Information provided –
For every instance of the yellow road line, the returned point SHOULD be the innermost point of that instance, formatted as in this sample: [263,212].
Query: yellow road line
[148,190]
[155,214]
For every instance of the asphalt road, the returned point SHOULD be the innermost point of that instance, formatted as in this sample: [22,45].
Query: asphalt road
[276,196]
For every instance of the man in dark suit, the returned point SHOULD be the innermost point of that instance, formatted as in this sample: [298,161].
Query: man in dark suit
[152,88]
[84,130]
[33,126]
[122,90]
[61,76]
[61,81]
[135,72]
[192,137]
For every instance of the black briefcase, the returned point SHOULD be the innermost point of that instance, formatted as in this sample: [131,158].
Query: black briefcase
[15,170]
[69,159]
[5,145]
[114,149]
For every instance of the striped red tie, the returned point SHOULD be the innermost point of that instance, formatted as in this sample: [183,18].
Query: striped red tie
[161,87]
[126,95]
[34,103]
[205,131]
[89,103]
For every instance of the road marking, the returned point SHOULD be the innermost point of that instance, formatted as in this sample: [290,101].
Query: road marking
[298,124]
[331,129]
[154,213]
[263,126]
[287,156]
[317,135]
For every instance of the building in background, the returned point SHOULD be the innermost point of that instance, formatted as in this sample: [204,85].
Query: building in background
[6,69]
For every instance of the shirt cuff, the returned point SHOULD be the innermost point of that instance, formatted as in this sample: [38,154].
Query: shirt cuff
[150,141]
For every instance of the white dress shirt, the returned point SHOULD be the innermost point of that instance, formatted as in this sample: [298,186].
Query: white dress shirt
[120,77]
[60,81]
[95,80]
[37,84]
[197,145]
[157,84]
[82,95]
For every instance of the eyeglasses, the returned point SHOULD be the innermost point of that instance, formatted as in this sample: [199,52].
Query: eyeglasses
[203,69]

Requirements – Can you restate every record above word for word?

Result –
For every instance of the yellow road line, the returned point SHOULD be the innermost point of that instance, formatted as in this sample: [263,212].
Query: yellow road line
[148,190]
[155,214]
For every instance of the asphalt road, the returned point SHOULD be the innermost point of that instance, formatted as in this sample: [22,45].
Query: asphalt road
[276,196]
For every instance of the man in dark suit, the returned point SHOULD be the innermost point of that instance, formatted as in this sample: [298,161].
Query: man in dark suit
[152,88]
[84,130]
[33,126]
[122,90]
[61,76]
[61,81]
[135,72]
[192,137]
For every instance of the black briefcase, the returned point SHOULD be the innermost point of that instance, formatted as in this sample: [131,158].
Query: black briefcase
[15,170]
[69,159]
[5,145]
[114,149]
For every instance of the striped red tie, the returned point SHOULD be the innermost point of that instance, formatted as in this sample: [183,18].
Query: striped red tie
[161,87]
[126,95]
[34,103]
[205,131]
[89,103]
For every instance of the road marking, the returned point SHOULD be the innermost point of that instance, formatted as in this sample: [290,101].
Query: road marking
[298,124]
[331,129]
[154,213]
[263,126]
[287,156]
[317,135]
For every instance of the building in background, the returned point SHOULD be the innermost point of that instance, formatted as in this sample: [204,85].
Query: building in background
[6,69]
For every instance of the shirt cuff, the returned point SHOULD be the innermost point of that instance, formatted as in this sample: [38,154].
Query: shirt cuff
[150,141]
For every instance of the white dress shirt, the returned point SHOULD be the innermost point of that instance, formatted as in this sample: [298,186].
Query: white dress shirt
[120,77]
[60,81]
[95,80]
[37,84]
[197,145]
[157,84]
[82,95]
For every instance of the eyeglasses, the returned point SHOULD be the innermost point of that instance, formatted as in this sample: [199,52].
Query: eyeglasses
[203,69]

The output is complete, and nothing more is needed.